-- Document start --

A Freedom Under Fire

 

Mr. Cooney is a free-lance writer in Reno, Nevada.

Except for perhaps the question of whether or not to legalize abortion, no public issue of recent years has absorbed more interest or stirred the violent emotions of thoughtful people (and of those less so) than the prickly matter of gun control. In the editorial pages of newspapers, before the committees of Congress, the battle has been joined. As in the abortion controversy, the lines have been clearly and firmly marked between the combatants. On one side stand those who see a comprehensive and strictly enforced national gun law as the sine qua non in an effective campaign to halt a crime rate raging out of control. On the other side stand those who are implacably opposed to any attempt to restrict, for no matter how high-minded an end, what they regard as their right to possess firearms.

The deliberative person, if he is at the same time a believer in freedom, will approach the problem cautiously and with an open mind. An automatic conscript to neither camp, he should be willing to test the strength of the arguments on both sides, desiring to find the bedrock of truth wherever it lies below the swirling eddies of passion. He may discover at last that here, as in a good many such disputes, the issues are as muddy as they are significant.

One wonders if the debate, which too often takes the form of dueling with shibboleths, is ultimately about guns and their control at all. Superficially, of course, it is. But over it loom much larger concerns, concerns bearing directly on the future of freedom: How much crime is allowable in a free society? At what point is the survival of the society threatened by lawless acts? How free can the society hope to remain if the system of law upon which it rests is routinely mocked, not to say openly flouted, by its people? It is important to ask questions like these even if one does not answer them.

-- Document end --
-- Records provided start --

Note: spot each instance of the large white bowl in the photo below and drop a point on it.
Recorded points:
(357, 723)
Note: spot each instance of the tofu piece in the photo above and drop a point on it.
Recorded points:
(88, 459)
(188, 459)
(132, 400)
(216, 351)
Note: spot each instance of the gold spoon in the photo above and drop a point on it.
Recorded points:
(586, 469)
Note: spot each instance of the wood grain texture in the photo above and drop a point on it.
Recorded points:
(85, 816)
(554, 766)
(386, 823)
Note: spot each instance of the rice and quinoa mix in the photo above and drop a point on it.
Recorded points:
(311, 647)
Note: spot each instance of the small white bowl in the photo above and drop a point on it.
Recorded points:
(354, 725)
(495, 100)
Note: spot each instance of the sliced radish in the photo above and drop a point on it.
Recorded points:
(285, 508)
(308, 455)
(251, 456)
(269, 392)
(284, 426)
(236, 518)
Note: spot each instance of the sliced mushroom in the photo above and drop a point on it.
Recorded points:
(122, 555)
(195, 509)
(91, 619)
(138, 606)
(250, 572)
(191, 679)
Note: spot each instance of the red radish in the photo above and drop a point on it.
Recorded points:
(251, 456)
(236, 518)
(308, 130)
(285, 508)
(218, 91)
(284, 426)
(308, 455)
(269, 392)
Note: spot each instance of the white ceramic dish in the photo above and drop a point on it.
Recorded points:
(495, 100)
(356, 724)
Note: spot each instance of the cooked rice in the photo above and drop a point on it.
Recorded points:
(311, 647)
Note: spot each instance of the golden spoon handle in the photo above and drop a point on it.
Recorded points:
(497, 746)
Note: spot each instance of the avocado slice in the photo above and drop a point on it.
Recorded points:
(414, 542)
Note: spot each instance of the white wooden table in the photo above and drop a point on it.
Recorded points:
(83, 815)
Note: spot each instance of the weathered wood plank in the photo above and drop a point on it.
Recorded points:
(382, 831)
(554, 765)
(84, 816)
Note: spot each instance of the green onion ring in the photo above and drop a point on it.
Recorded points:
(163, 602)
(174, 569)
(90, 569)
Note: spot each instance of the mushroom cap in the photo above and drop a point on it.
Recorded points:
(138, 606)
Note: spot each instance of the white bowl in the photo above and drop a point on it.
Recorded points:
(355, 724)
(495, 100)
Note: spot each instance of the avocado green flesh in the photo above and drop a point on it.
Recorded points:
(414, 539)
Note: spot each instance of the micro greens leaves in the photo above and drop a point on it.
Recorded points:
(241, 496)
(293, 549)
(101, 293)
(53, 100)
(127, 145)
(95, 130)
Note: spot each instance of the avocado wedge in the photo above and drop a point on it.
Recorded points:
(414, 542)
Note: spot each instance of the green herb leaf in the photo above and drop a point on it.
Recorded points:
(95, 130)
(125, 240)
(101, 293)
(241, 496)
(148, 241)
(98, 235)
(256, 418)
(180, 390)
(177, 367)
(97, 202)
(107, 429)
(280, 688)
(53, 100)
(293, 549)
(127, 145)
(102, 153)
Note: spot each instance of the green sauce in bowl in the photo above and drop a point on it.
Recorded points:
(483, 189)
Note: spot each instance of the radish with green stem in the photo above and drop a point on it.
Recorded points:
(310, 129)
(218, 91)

-- Records provided end --

» Directives
a) List the questions that the gun control essay poses about crime, law and freedom in a free society.
b) Pick up the gun control essay after its final sentence and carry it forward.
The material has no role here.

» Answers by task
a)
- How much crime is allowable in a free society?
- At what point is the survival of the society threatened by lawless acts?
- How free can the society hope to remain if the system of law upon which it rests is routinely mocked, not to say openly flouted, by its people?

b)
For their part, the proponents of gun legislation argue that we have now reached a stage, if we have not already passed it, at which crime, especially violent crime, poses — to borrow a phrase from Mr. Justice Holmes — a clear and present danger to American society. They point to recent surveys indicating that in over half of the murders committed in the United States a gun, often a cheap, easily obtainable handgun of the so-called "Saturday-Night Special" variety, was the weapon used. The present laws are ill-equipped to deal with the crisis. And the answer, so the gun-control people have it, would be the enactment of a Federal gun law.

There is a divergence of opinion concerning what such a law should require, presuming it should be enacted at all. Some advocates have proposed the registration of all firearms in the country. Others, lately more vocal, have advanced the idea that nothing short of outright prohibition will suffice. The first idea would entail some restriction of individual freedom; the second, however, denies the particular freedom out of hand. It is the second that interests us here.

Ideally, the scheme of outlawing the ownership of guns would, by removing the weapons from everyone’s hands, remove them from the hands of criminals who use them to commit acts of violence. It would further insure that the possession of guns, handguns in particular, far from being a right enjoyed by the many, would then be a privilege of the few, restricted to such law-enforcement agencies as police forces. Thus, the gun-controllers hope, the rate and ferocity of crime will be greatly diminished.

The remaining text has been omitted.